- _SELECTED EXCERPT_
++++++

In 2014, the School opened its St. Vincent and the Grenadines campus, and began merging the Bonaire campus into the Saint Vincent and the Grenadines campus on the main island of Saint Vincent. At the end of the Fall 2015 semester, Saint James moved its Bonaire operation, students, and faculty to the St. Vincent and the Grenadines campus. They also transferred their IMED listing.

In 2022, the FTC determined that "the school misrepresented its U.S. Medical Licensing Examination (USMLE) Step 1 pass rate in sales calls, presentations, and marketing materials. One brochure claimed a 96.77% first-time USMLE Step 1 pass rate – but the school's actual pass rate is around 35%, according to the FTC" (Case No. 1:22-cv-1919). For comparison, 98% of US and Canadian medical students passed the USMLE Step 1 on their first attempt. The FTC determined that the average match rate for Saint James medical students is 63%, lower than the 83% that Saint James School of Medicine claims. "Saint James School of Medicine – and its Illinois-based operators – will have to pay $1.2 million toward refunds and debt cancellation for students harmed by its deceptive marketing, according to an FTC press release." The school denied these allegations in their statement, saying that they settled to avoid lengthy and expensive legal proceeding with the FTC.

A new campus in Golden Vale, Saint Vincent opened on October 17, 2024, as Phase 1 of a larger construction project. The opening was attended by the Honourable Prime Minister of Saint Vincent and the Grenadines, Dr. Ralph Gonsalves. The new 5,500 sq. ft. facility, along with a 4,000 sq. ft. outdoor amphitheater, marks Phase 1 of a larger 40,000+ sq. ft. campus, which is expected to be completed in 2026.

==MD Program Curriculum==
The MD program at Saint James School of Medicine is a 10-semester course of study, with three semesters per calendar year, each lasting four months. Semesters 1-5 are basic sciences completed at the campus in St. Vincent and the Grenadines. Starting in September 2024, all basic science coursework will be conducted on the school's campus in St. Vincent and the Grenadines. After completion, students are expected to complete the United States Medical Licensing Exam (USMLE) Step 1, for which the school offers a pass guarantee.

The Clinical Science portion consists of semesters 6-10 that involve 80 weeks of clinical study that are completed at affiliated hospitals and clinical facilities in the United States.

++++++

- _WHAT TO DO_
(1) List every percentage figure that appears in the passage on Saint James School of Medicine.
(2) Condense the paragraph of the Saint James School of Medicine passage that begins "A new campus in Golden Vale" into a short bulleted list that keeps its main facts.
(3) Based on the Saint James School of Medicine passage, decide whether each statement agrees with it. Answer yes or no, and quote the words that decide it.
(a) The MD program runs three semesters in each calendar year.
(b) Clinical study takes place at the campus in St. Vincent and the Grenadines.
(c) The school accepted the FTC's allegations as true.

Saved entries:

++++++

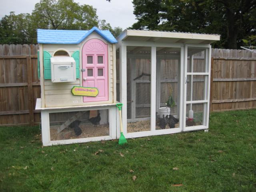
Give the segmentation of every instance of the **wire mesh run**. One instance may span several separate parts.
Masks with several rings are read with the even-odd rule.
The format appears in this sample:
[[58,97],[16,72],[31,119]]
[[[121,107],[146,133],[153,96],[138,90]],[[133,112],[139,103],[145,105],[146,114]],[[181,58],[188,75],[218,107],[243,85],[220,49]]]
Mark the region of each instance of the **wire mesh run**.
[[204,109],[206,104],[206,103],[197,103],[186,105],[186,127],[204,124]]
[[127,47],[127,132],[150,128],[151,48]]
[[50,113],[52,141],[108,136],[108,110]]
[[188,72],[208,72],[206,48],[188,48]]
[[207,100],[208,76],[193,75],[187,77],[187,101]]
[[178,128],[180,49],[156,50],[156,129]]

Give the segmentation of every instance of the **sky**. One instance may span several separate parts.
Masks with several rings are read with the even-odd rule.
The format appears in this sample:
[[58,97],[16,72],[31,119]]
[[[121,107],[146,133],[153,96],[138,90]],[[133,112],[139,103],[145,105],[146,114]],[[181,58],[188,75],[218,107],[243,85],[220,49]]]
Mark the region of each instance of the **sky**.
[[[80,5],[92,5],[97,9],[97,15],[99,19],[104,19],[112,28],[120,27],[123,30],[131,26],[136,22],[133,14],[132,0],[111,0],[109,2],[106,0],[74,0]],[[0,18],[10,12],[15,14],[30,13],[34,8],[35,4],[40,0],[1,0]]]

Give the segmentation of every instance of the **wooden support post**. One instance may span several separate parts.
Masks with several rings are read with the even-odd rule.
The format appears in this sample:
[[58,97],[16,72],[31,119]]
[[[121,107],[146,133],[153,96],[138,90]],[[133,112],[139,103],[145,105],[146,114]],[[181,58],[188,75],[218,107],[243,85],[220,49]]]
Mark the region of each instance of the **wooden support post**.
[[29,111],[29,124],[34,125],[34,102],[33,100],[33,86],[32,85],[32,66],[31,57],[26,57],[27,71],[28,76],[28,110]]

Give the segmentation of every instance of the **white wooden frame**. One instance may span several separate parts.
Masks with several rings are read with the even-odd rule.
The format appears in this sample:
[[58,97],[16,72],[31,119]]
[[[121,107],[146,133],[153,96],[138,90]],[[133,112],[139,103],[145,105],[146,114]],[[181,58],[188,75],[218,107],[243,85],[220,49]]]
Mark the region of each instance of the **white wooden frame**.
[[[204,54],[206,60],[206,72],[187,72],[188,67],[188,48],[205,48],[206,53]],[[184,105],[183,106],[183,111],[184,116],[182,119],[183,126],[182,131],[188,131],[200,129],[207,129],[209,127],[209,112],[210,106],[210,72],[209,71],[211,68],[211,48],[210,45],[198,45],[198,44],[186,44],[185,46],[185,53],[184,55],[184,97],[183,101]],[[207,57],[208,58],[207,58]],[[187,84],[186,83],[187,75],[204,75],[205,77],[205,90],[207,92],[207,94],[205,96],[205,100],[197,101],[187,101],[186,91]],[[203,117],[203,124],[202,125],[186,126],[186,113],[187,104],[204,104],[204,116]]]
[[[51,141],[49,114],[61,112],[70,112],[73,111],[87,111],[108,109],[109,113],[109,136],[99,137],[81,138],[56,141]],[[72,143],[83,143],[90,141],[109,140],[116,138],[116,109],[115,104],[108,105],[106,106],[94,106],[84,107],[77,107],[61,109],[44,109],[41,111],[42,141],[44,146],[54,145],[71,144]]]

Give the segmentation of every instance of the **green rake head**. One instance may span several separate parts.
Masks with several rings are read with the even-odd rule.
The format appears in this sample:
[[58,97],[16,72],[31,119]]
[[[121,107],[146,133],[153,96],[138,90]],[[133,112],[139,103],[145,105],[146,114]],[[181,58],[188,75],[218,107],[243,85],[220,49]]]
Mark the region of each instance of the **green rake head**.
[[118,141],[118,144],[119,145],[123,145],[125,143],[126,143],[127,142],[127,140],[125,138],[124,134],[123,134],[123,132],[121,132],[121,135],[120,136],[120,137],[119,138],[119,140]]

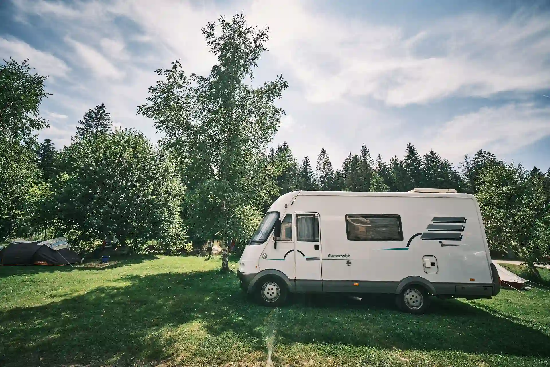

++++++

- _WRITTEN RESPONSES_
(1) 96.77%, 35%, 98%, 63%, 83%

(2)
- A new campus opened in Golden Vale, Saint Vincent, on October 17, 2024.
- Prime Minister Dr. Ralph Gonsalves attended the opening.
- It has a 5,500 sq. ft. facility and a 4,000 sq. ft. outdoor amphitheater.
- It is Phase 1 of a 40,000+ sq. ft. campus expected to be completed in 2026.

(3)
(a) Yes: "with three semesters per calendar year, each lasting four months"
(b) No: "completed at affiliated hospitals and clinical facilities in the United States"
(c) No: "The school denied these allegations in their statement"